What is required —
Nothing in the entries may change when they are transcribed.
┄┄┄┄┄┄┄┄┄┄
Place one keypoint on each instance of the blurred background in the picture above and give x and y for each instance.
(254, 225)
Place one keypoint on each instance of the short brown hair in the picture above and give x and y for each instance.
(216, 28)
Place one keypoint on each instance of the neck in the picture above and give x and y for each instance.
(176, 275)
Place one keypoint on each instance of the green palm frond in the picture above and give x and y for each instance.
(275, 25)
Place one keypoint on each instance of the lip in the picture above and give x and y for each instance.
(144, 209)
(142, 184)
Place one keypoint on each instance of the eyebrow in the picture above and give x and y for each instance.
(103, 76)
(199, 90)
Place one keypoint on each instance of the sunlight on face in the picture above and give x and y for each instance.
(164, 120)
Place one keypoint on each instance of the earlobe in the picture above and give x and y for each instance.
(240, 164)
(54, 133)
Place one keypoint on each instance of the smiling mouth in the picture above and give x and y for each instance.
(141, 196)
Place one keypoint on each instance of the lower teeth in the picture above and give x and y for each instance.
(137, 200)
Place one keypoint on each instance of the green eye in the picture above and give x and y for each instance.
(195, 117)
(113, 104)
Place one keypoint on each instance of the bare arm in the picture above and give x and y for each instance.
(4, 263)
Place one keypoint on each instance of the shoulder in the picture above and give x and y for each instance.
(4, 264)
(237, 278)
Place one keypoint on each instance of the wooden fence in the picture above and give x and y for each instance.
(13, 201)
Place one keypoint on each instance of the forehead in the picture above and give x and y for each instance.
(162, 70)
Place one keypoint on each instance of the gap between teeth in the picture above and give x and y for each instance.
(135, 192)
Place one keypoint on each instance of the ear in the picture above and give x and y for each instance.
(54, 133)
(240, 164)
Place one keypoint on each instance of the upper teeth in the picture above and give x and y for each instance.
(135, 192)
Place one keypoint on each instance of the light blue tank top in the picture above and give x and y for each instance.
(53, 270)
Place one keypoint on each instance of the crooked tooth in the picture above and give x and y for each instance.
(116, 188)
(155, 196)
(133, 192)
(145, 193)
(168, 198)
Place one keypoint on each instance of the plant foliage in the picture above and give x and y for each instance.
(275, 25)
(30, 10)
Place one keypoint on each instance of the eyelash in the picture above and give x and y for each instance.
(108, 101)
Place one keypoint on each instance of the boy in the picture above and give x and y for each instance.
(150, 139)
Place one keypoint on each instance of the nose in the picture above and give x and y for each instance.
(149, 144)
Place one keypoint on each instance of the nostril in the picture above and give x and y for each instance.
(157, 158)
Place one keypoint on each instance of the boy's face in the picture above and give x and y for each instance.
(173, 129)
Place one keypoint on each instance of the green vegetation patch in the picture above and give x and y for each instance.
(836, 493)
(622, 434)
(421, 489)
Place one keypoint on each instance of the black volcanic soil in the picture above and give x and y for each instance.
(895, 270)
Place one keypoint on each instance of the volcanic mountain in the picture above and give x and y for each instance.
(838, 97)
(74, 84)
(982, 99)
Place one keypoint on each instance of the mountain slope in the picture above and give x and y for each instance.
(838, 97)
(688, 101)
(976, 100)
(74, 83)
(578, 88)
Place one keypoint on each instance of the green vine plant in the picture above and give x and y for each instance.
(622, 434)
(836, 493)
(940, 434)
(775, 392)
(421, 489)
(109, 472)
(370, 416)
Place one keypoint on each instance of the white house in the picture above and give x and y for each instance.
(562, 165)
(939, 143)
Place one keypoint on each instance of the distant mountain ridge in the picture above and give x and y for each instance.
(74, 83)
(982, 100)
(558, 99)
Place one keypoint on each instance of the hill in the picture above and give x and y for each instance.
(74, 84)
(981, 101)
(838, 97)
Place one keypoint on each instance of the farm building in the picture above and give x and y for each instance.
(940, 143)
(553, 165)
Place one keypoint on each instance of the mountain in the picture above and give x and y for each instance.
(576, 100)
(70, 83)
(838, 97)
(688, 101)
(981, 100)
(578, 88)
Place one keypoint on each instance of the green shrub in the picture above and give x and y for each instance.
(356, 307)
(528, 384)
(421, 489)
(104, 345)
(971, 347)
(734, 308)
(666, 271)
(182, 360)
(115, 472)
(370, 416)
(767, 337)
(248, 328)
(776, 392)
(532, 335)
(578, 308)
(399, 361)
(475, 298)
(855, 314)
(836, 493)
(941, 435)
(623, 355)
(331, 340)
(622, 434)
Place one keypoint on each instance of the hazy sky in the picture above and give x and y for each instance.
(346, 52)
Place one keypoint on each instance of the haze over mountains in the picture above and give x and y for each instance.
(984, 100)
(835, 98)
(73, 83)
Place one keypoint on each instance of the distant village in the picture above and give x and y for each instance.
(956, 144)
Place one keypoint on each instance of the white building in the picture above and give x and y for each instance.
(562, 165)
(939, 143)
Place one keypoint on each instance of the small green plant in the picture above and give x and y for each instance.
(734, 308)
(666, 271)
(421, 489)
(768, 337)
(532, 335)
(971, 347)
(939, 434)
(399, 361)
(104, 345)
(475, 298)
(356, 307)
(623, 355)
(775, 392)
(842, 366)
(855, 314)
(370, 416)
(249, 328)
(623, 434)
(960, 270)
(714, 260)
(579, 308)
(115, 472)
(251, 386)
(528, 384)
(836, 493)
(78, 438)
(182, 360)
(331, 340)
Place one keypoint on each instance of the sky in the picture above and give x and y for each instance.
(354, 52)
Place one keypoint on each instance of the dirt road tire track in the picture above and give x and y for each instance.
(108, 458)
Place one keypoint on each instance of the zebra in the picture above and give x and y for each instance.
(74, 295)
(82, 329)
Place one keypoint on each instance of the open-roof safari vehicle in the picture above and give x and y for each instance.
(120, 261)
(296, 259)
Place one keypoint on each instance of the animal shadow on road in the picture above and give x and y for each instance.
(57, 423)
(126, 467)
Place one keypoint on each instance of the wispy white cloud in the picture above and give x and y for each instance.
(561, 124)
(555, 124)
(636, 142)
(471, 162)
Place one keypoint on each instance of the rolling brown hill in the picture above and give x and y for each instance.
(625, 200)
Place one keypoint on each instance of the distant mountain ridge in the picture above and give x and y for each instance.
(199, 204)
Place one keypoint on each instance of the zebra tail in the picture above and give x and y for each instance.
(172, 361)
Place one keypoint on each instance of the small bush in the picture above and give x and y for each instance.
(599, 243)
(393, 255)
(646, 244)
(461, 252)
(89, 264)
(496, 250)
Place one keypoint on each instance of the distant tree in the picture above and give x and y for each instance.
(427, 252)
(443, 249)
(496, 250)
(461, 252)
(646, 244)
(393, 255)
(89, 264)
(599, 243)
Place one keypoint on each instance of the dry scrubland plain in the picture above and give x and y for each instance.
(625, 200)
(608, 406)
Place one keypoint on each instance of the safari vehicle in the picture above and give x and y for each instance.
┄┄┄┄┄┄┄┄┄┄
Output below —
Place one keypoint on each instance of the blurred background in the picture above and give x and y for each instance.
(254, 225)
Place one keypoint on each instance of the short brown hair in the picture above and give x and y for each instance.
(216, 28)
Place one keypoint on each instance of the neck in the picture above and give x and y for each instance.
(176, 275)
Place one keypoint on each instance of the green palm frond in the picture above and give x and y for each instance.
(275, 25)
Place one keypoint on each instance of the lip in the picture above and give x and y for each instance.
(144, 209)
(142, 184)
Place one keypoint on each instance of the eyebrow in the picture above and give x and y for each instance.
(103, 76)
(199, 90)
Place one keypoint on each instance of the sunlight on face in the picture above and give x and y for each instance.
(164, 120)
Place one keypoint on each instance of the earlobe in the picture above and give x and y for each instance.
(240, 164)
(54, 133)
Place one keypoint on each instance of the smiling mouth in the picture above and give x and y for each instance.
(141, 196)
Place one keypoint on each instance of the lower teeth in the picture above and give x and y for each instance.
(137, 200)
Place one keypoint on each instance of the green eye in the picture above and give x and y for each instance.
(195, 117)
(113, 104)
Place one keypoint on each instance of the bare arm in the picture above and give x and y for each instance.
(4, 263)
Place one keypoint on each instance of the shoulder in the picture above and give x and y for each instance.
(4, 264)
(237, 278)
Place one keypoint on each instance of the wooden fence in the picture above and give x and y for each instance.
(13, 201)
Place one keypoint on each instance of the forehead in the picture above and give x and y for each instance.
(162, 70)
Place one keypoint on each instance of the gap between teeth in the picture above and give x and y for each instance.
(135, 192)
Place one keypoint on each instance of the ear in the picture above and give x and y for each instance.
(54, 133)
(240, 164)
Place one keypoint on each instance of the upper teeth in the picture above and give x and y for each instance.
(135, 192)
Place one keypoint on each instance of the light blue tank top in the picture above and give x and y for each instance.
(53, 270)
Place one keypoint on each instance of the crooked tooth in the picture above and give x and y for each instance.
(116, 188)
(155, 196)
(133, 192)
(145, 193)
(168, 198)
Place one keypoint on each instance of the plant foliage in the picture above and give x and y for each instance.
(275, 25)
(30, 10)
Place one keypoint on each instance of the eyelash in the picture above and give x and y for each instance.
(108, 101)
Place one keypoint on each instance of the boy in the picture above and give x and y for each instance.
(150, 139)
Place one keypoint on each instance of the nose in the picture above and give x and y for each instance.
(149, 144)
Place one keypoint on each instance of the nostril in the picture above and give x and y for each instance.
(157, 158)
Place one keypoint on each instance of the boy's face in the picture above and give x and y for each instance.
(173, 129)
Place one keypoint on each instance of the green vegetation patch in the picture above and give x and y for each instance.
(836, 493)
(622, 434)
(421, 489)
Place one keypoint on each instance of the black volcanic soil in the picture above and give x and y for each instance.
(895, 270)
Place one keypoint on each instance of the volcanic mountain in the picture above and give x and y for each instance.
(838, 97)
(74, 84)
(982, 99)
Place one keypoint on each instance of the mountain slope in the picture above and give x and y for each instance.
(838, 97)
(688, 101)
(976, 100)
(74, 83)
(578, 88)
Place one keypoint on each instance of the green vine plant in the picture above and give x and y for each instance.
(622, 434)
(836, 493)
(940, 434)
(775, 392)
(421, 489)
(109, 472)
(370, 416)
Place one keypoint on each instance of the white house in the picture above and give x and y for each instance.
(562, 165)
(939, 143)
Place one keypoint on each instance of the distant mountain ridge in the picture above and give x and y for each instance.
(74, 83)
(982, 100)
(558, 99)
Place one keypoint on each instance of the hill in the picture above and give x and y for each instance.
(74, 84)
(981, 101)
(838, 97)
Place one keypoint on each instance of the farm building in the picture above and give x and y for each instance.
(940, 143)
(553, 165)
Place one keypoint on each instance of the mountain in the picture above and give x and y for each instance.
(576, 100)
(70, 83)
(838, 97)
(688, 101)
(981, 100)
(578, 88)
Place one keypoint on each instance of the green shrub in the picture above and give x and y for each instance.
(356, 307)
(528, 384)
(421, 489)
(104, 345)
(971, 347)
(734, 308)
(666, 271)
(182, 360)
(115, 472)
(370, 416)
(767, 337)
(248, 328)
(776, 392)
(532, 335)
(578, 308)
(399, 361)
(475, 298)
(855, 314)
(836, 493)
(941, 435)
(623, 355)
(331, 340)
(622, 434)
Place one keypoint on each instance of the hazy sky in the picture above and give x and y for each instance.
(346, 52)
Place one keypoint on each instance of the haze over mountains in the picture above and give x and y for each instance.
(984, 100)
(835, 98)
(73, 83)
Place one keypoint on each instance of the distant village in the picture above and give x and y for each instance.
(956, 144)
Place one keypoint on each instance of the white building in the picture above and give x and y for each instance.
(562, 165)
(939, 143)
Place one keypoint on each instance of the small green plant in the picture above and give x and y for each instance.
(734, 308)
(666, 271)
(421, 489)
(768, 337)
(532, 335)
(971, 347)
(939, 434)
(399, 361)
(104, 345)
(475, 298)
(356, 307)
(623, 355)
(775, 392)
(842, 366)
(855, 314)
(370, 416)
(249, 328)
(623, 434)
(960, 270)
(714, 260)
(579, 308)
(115, 472)
(251, 386)
(528, 384)
(836, 493)
(78, 438)
(182, 360)
(331, 340)
Place one keypoint on each instance of the sky in the picture above and give x and y for each instance.
(354, 52)
Place one keypoint on each instance of the dirt road tire track in the picture above and give x and y for each instance.
(108, 458)
Place one keypoint on each instance of the zebra in the picture above and give x and y for each instance.
(74, 295)
(82, 329)
Place one keypoint on each instance of the open-roof safari vehicle in the picture above and give x and y for each instance.
(120, 261)
(296, 259)
Place one keypoint on each instance of the animal shadow on road in the picture above and give x and y for each instance.
(57, 423)
(126, 467)
Place one keypoint on each instance of the wispy white cloud in the picture above and give x and y for each instance.
(561, 124)
(555, 124)
(636, 142)
(471, 162)
Place one keypoint on each instance of the rolling brown hill in the picture above and give x and y for each instance.
(625, 200)
Place one keypoint on each instance of the distant mountain ridge in the picture above and give x and y for each instance.
(199, 204)
Place one keypoint on each instance of the zebra tail in the picture above and give x and y for each instance.
(172, 361)
Place one keypoint on each instance of the small bush in the picture above and give x and y for each instance.
(599, 243)
(393, 255)
(646, 244)
(461, 252)
(89, 264)
(496, 250)
Place one keypoint on each instance of the distant tree in the picture above and give x and y for each instance.
(427, 252)
(443, 249)
(496, 250)
(461, 252)
(646, 244)
(393, 255)
(89, 264)
(599, 243)
Place one keypoint on each instance of the dry scrubland plain in the picture above and give x and y for each instance.
(625, 200)
(608, 406)
Place one keypoint on each instance of the safari vehicle in the picture above and give x and y for each instance.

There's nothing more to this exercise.